*** Opening of EXCERPTED DATA ***

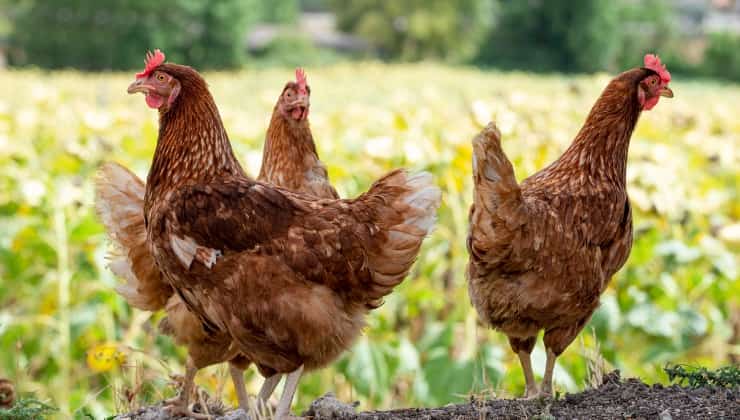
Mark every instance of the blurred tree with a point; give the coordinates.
(280, 11)
(721, 58)
(579, 35)
(647, 26)
(111, 34)
(417, 29)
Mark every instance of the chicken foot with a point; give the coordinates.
(237, 376)
(179, 405)
(556, 341)
(291, 384)
(546, 390)
(268, 387)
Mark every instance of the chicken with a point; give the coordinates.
(7, 394)
(289, 158)
(120, 206)
(543, 251)
(120, 199)
(288, 277)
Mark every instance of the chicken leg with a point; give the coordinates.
(291, 383)
(268, 387)
(523, 348)
(556, 341)
(179, 405)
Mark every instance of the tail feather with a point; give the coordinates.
(120, 205)
(413, 202)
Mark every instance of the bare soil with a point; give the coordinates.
(614, 399)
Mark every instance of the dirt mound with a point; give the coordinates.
(614, 399)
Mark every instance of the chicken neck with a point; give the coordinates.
(192, 147)
(288, 145)
(599, 151)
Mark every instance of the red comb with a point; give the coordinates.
(152, 61)
(300, 78)
(653, 63)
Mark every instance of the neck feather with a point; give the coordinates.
(288, 144)
(601, 146)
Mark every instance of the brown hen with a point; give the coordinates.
(290, 158)
(543, 251)
(288, 277)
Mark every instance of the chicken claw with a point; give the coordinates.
(178, 407)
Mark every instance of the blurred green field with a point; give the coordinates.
(66, 337)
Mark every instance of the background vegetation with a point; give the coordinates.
(559, 35)
(67, 339)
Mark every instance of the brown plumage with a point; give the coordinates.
(288, 277)
(120, 200)
(543, 251)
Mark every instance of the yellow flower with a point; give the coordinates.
(105, 357)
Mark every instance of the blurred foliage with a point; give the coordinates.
(696, 377)
(73, 342)
(581, 35)
(417, 29)
(294, 51)
(111, 34)
(722, 56)
(647, 26)
(534, 35)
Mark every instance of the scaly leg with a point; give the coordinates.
(180, 405)
(523, 348)
(526, 362)
(556, 341)
(237, 376)
(291, 383)
(547, 379)
(268, 387)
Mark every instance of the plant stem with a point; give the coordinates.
(63, 274)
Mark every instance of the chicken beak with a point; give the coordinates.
(138, 86)
(303, 101)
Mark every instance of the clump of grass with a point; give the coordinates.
(697, 377)
(27, 409)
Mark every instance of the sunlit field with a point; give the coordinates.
(66, 337)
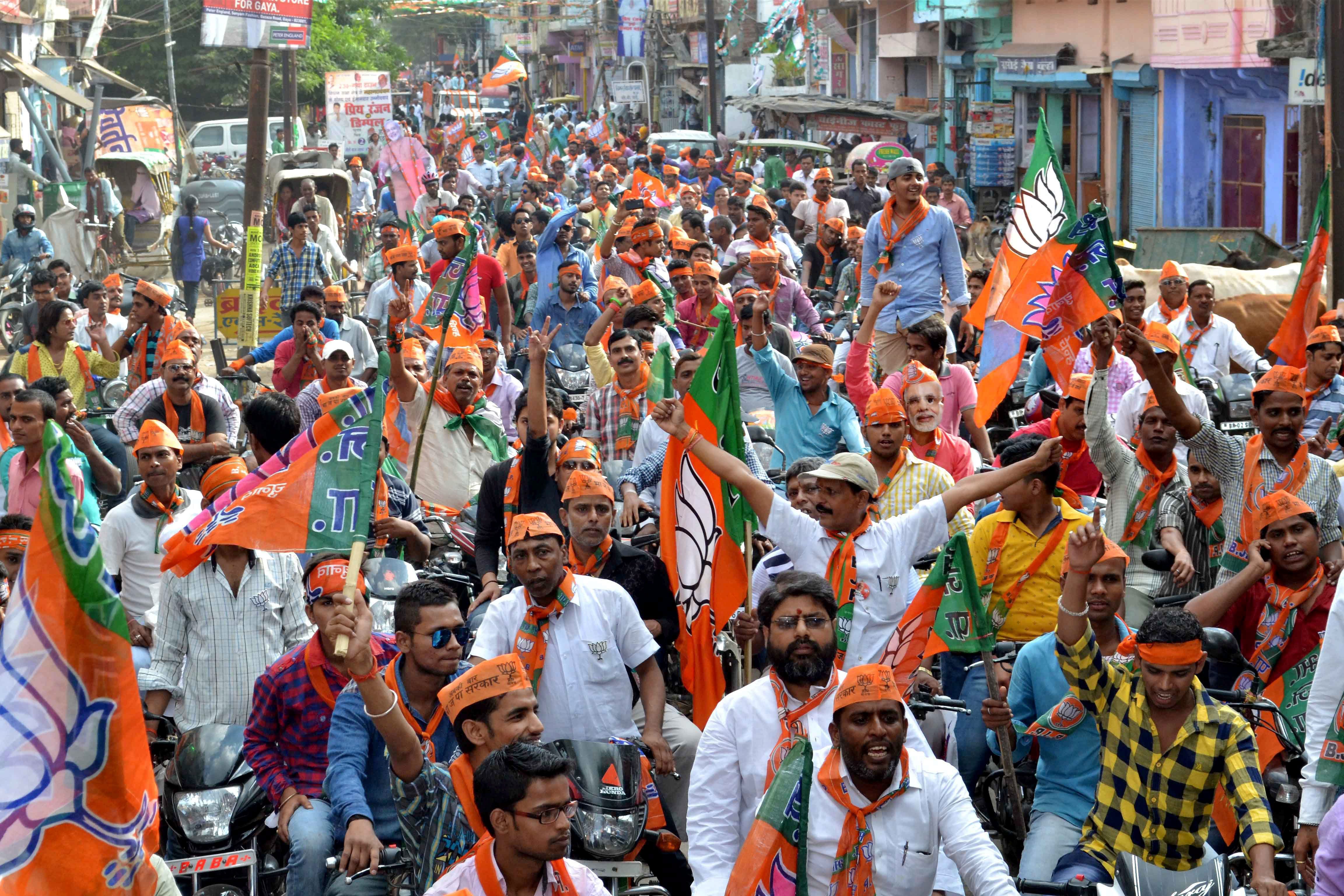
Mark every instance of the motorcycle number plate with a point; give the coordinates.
(222, 862)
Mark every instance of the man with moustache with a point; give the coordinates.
(752, 729)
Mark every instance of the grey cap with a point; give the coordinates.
(904, 166)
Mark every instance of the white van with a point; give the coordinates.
(229, 136)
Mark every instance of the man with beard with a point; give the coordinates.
(1138, 479)
(863, 811)
(1040, 711)
(1276, 457)
(746, 735)
(526, 805)
(870, 562)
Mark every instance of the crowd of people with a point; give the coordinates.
(846, 311)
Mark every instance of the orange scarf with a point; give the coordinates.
(425, 734)
(896, 468)
(845, 581)
(791, 720)
(1254, 489)
(888, 223)
(463, 777)
(36, 365)
(530, 644)
(1276, 626)
(629, 416)
(595, 562)
(1142, 512)
(853, 874)
(489, 875)
(198, 414)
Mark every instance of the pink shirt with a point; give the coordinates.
(26, 484)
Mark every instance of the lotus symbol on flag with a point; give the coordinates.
(697, 535)
(54, 741)
(1038, 214)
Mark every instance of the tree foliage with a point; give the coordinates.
(347, 34)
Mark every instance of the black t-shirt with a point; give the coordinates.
(818, 264)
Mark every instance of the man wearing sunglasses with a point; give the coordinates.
(523, 793)
(430, 637)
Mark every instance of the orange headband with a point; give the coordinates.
(328, 578)
(490, 679)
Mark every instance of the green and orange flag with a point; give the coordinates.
(775, 856)
(1289, 343)
(948, 613)
(78, 802)
(314, 495)
(705, 522)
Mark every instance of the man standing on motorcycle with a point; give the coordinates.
(291, 710)
(1166, 743)
(526, 805)
(1040, 710)
(430, 637)
(750, 730)
(1277, 457)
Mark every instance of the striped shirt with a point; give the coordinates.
(917, 482)
(225, 641)
(1124, 476)
(1226, 459)
(1177, 512)
(288, 719)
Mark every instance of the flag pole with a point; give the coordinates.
(1005, 746)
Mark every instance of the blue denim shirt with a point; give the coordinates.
(358, 774)
(267, 351)
(797, 430)
(921, 262)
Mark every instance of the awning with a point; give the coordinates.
(112, 76)
(43, 80)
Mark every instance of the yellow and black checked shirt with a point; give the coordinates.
(1158, 805)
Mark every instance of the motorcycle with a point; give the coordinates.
(216, 813)
(611, 820)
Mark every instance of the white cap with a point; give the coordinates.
(334, 346)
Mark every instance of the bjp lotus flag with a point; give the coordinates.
(506, 72)
(315, 495)
(78, 804)
(1289, 344)
(705, 522)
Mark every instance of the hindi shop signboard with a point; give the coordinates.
(358, 104)
(259, 25)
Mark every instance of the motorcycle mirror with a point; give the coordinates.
(1222, 647)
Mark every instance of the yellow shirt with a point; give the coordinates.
(69, 367)
(1035, 612)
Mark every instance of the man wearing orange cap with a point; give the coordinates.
(1275, 459)
(1156, 698)
(291, 710)
(1133, 402)
(819, 209)
(1138, 479)
(862, 809)
(1172, 288)
(1323, 382)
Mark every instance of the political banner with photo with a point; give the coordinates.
(358, 104)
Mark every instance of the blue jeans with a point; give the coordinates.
(310, 844)
(1049, 840)
(962, 683)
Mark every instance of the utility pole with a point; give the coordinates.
(255, 189)
(711, 108)
(943, 42)
(173, 80)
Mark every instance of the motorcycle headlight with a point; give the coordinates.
(205, 815)
(609, 835)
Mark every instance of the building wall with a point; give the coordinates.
(1117, 30)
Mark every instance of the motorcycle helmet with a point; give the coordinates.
(25, 210)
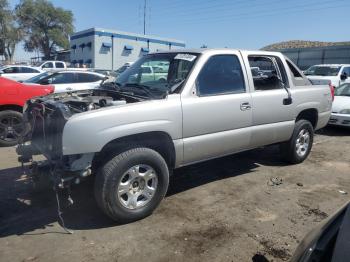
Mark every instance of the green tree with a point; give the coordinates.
(10, 34)
(47, 27)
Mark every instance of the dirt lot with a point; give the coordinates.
(222, 210)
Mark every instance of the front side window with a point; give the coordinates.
(28, 70)
(346, 70)
(222, 74)
(155, 75)
(267, 72)
(11, 70)
(323, 71)
(59, 65)
(48, 65)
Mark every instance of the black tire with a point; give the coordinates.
(289, 148)
(110, 175)
(12, 136)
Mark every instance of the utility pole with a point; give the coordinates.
(144, 17)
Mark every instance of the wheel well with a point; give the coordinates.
(310, 115)
(158, 141)
(11, 107)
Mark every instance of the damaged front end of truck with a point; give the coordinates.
(45, 119)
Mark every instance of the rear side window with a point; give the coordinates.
(87, 78)
(11, 70)
(294, 71)
(59, 65)
(28, 70)
(268, 72)
(222, 74)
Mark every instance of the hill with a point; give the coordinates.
(301, 44)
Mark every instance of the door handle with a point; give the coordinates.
(245, 106)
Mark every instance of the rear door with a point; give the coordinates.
(273, 114)
(217, 114)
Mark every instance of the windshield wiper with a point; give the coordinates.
(144, 88)
(177, 83)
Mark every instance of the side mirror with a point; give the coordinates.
(45, 82)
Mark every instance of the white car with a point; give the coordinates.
(341, 106)
(51, 65)
(19, 72)
(70, 80)
(334, 74)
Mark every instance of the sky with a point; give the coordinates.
(245, 24)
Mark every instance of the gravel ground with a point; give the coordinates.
(221, 210)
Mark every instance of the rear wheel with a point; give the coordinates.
(132, 184)
(297, 149)
(11, 127)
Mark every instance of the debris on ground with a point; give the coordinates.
(275, 181)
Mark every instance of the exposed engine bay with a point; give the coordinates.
(45, 118)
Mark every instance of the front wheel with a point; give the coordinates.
(297, 149)
(132, 184)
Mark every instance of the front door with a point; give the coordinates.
(217, 119)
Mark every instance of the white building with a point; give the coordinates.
(96, 47)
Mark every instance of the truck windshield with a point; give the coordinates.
(154, 75)
(323, 70)
(342, 90)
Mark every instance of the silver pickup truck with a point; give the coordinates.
(130, 134)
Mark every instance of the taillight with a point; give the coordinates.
(331, 87)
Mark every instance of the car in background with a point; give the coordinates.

*** Close of EXCERPTED DATA ***

The expected output is the exact run of lines from the line with "Mark every instance of the front wheel" through the last line of the material above.

§ **EXERCISE RESULT**:
Mark every instance of the front wheel with a point; give the coordinates.
(297, 149)
(132, 184)
Mark every instance of the front door with a point; give the coordinates.
(217, 119)
Mark every instance of the white building with a point; give the coordinates.
(96, 47)
Mark every instance of the truck windshield with a point; give the coordinates.
(154, 75)
(323, 70)
(342, 90)
Mark every instance of the silver pickup truck with a point; give the coordinates.
(130, 134)
Mark every instance of the taillight with a point; give the coordinates.
(331, 87)
Mark every instance of the car in background with a point; give the coordinates.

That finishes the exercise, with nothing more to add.